_TASK STATEMENT:_
Reproduce every one of the following entries word for word, leaving each line unchanged.

_PROVIDED RECORDS:_
start
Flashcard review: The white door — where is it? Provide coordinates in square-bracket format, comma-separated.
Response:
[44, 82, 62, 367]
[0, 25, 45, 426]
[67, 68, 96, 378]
end
_COMPLETED EXERCISE:_
Flashcard review: The white door — where is it? Provide coordinates in square-bracket format, comma-separated.
Response:
[44, 82, 62, 367]
[0, 25, 45, 426]
[67, 68, 96, 378]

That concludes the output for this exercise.